## begin Given records

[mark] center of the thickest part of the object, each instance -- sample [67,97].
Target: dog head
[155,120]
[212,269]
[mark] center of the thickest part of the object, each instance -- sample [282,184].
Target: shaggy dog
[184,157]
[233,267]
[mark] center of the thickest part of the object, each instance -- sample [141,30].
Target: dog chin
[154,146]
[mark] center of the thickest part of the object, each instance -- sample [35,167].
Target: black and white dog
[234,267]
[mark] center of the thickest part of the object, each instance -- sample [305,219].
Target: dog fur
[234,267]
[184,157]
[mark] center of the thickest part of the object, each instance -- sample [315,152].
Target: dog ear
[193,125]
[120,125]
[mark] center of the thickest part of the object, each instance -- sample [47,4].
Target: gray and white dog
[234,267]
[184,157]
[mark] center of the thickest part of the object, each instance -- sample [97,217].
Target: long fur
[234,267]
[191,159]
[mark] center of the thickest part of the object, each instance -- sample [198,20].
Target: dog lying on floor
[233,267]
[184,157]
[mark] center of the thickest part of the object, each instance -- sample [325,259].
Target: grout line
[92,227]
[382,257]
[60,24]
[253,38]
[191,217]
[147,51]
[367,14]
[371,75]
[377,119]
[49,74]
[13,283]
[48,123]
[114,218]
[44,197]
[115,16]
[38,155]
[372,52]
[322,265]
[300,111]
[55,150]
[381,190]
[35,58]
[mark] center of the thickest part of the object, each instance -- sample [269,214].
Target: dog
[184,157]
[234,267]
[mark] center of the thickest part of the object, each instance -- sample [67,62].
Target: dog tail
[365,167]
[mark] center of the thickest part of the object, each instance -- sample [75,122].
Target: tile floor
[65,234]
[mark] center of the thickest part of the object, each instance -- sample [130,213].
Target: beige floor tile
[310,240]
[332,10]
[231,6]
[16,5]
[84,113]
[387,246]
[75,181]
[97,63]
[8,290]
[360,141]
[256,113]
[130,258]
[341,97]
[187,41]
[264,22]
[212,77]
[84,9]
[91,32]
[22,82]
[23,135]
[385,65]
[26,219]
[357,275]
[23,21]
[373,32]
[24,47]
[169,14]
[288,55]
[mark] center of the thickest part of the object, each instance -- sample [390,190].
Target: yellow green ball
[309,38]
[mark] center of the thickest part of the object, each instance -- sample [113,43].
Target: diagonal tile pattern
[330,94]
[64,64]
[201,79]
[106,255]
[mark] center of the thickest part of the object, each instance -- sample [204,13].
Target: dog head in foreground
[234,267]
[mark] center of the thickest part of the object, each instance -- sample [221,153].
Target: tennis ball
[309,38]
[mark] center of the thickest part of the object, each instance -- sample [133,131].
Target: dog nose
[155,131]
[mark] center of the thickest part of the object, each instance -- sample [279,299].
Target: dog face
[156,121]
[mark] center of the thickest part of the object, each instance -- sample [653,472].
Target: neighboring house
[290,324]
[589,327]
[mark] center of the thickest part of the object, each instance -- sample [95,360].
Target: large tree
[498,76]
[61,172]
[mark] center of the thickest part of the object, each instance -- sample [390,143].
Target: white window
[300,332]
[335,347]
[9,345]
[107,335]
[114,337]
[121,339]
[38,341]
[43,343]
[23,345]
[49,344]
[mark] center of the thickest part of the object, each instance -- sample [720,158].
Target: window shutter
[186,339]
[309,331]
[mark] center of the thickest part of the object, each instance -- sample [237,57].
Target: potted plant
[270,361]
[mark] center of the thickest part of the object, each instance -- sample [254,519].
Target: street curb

## end Given records

Copy all of the records above line for line, with no change to any wording, number, or line order.

[mark] center of the thickest part of the object, each instance -- sample [67,97].
Target: dog head
[155,120]
[212,269]
[mark] center of the thickest part of the object, each instance -- sample [282,184].
Target: shaggy dog
[184,157]
[233,267]
[mark] center of the thickest part of the object, each instance -- sample [141,30].
Target: dog chin
[154,146]
[mark] center of the thickest part of the object, each instance -- sample [35,167].
Target: black and white dog
[234,267]
[mark] center of the thickest part of the object, each instance -- sample [305,219].
Target: dog fur
[234,267]
[184,157]
[mark] center of the thickest part of the object, each instance -- sample [315,152].
Target: dog ear
[193,125]
[120,125]
[mark] center of the thickest part of the object, each instance -- sample [47,4].
Target: gray and white dog
[234,267]
[184,157]
[mark] center of the thickest part of the object, each instance -- sample [97,217].
Target: long fur
[234,267]
[191,159]
[mark] center of the thickest part of the object, each instance -- sample [198,20].
Target: dog lying on floor
[233,267]
[184,157]
[mark] center of the thickest part of the object, each instance -- sample [325,259].
Target: grout line
[92,227]
[382,257]
[60,24]
[253,38]
[191,217]
[147,51]
[367,14]
[371,75]
[377,119]
[49,74]
[13,283]
[48,123]
[114,218]
[44,197]
[115,16]
[38,155]
[372,52]
[322,265]
[300,111]
[55,150]
[381,190]
[35,58]
[mark] center of the thickest part of the object, each instance -- sample [269,214].
Target: dog
[184,157]
[234,267]
[mark] center of the thickest part of the object, each instance -- sample [67,62].
Target: dog tail
[365,167]
[mark] center of the thickest part of the object, each instance -- sample [75,122].
Target: tile floor
[65,234]
[mark] center of the thickest part of the object, each instance -- sample [130,213].
Target: beige floor tile
[310,240]
[332,10]
[231,6]
[16,5]
[84,113]
[387,246]
[75,181]
[97,63]
[8,290]
[360,141]
[256,113]
[130,258]
[341,97]
[187,41]
[264,22]
[212,77]
[84,9]
[91,32]
[22,82]
[23,135]
[385,65]
[26,219]
[357,275]
[23,21]
[373,32]
[24,47]
[169,14]
[288,55]
[mark] center of the thickest part of the object, each instance -- sample [390,190].
Target: yellow green ball
[309,38]
[mark] center of the thickest part of the object, each instance -- sample [113,43].
Target: diagonal tile pattern
[330,94]
[64,64]
[201,79]
[106,255]
[mark] center of the thickest part of the object, each instance -- sample [204,13].
Target: dog head in foreground
[234,267]
[mark] center of the thickest part of the object, each instance -- sample [221,153].
Target: tennis ball
[309,38]
[mark] center of the thickest part of the object, each instance -- sample [133,131].
Target: dog nose
[155,131]
[mark] center of the thickest part of the object, each instance -- sample [279,299].
Target: dog face
[156,121]
[mark] center of the thickest part of the object, each instance -- sample [653,472].
Target: neighboring house
[290,324]
[589,327]
[mark] center of the thickest part of the object, each instance -- sample [95,360].
Target: large tree
[498,76]
[61,172]
[mark] center of the thickest part of the object, each instance -- sample [390,143].
Target: white window
[300,332]
[335,347]
[9,345]
[107,335]
[114,337]
[121,339]
[38,341]
[43,343]
[23,345]
[49,344]
[mark] center of the thickest part of the object, each instance -- sample [720,158].
Target: window shutter
[186,339]
[309,331]
[mark] center of the thickest part of the object, each instance -- sample [237,57].
Target: potted plant
[270,361]
[mark] center of the thickest part of the object, each instance -- sample [254,519].
Target: street curb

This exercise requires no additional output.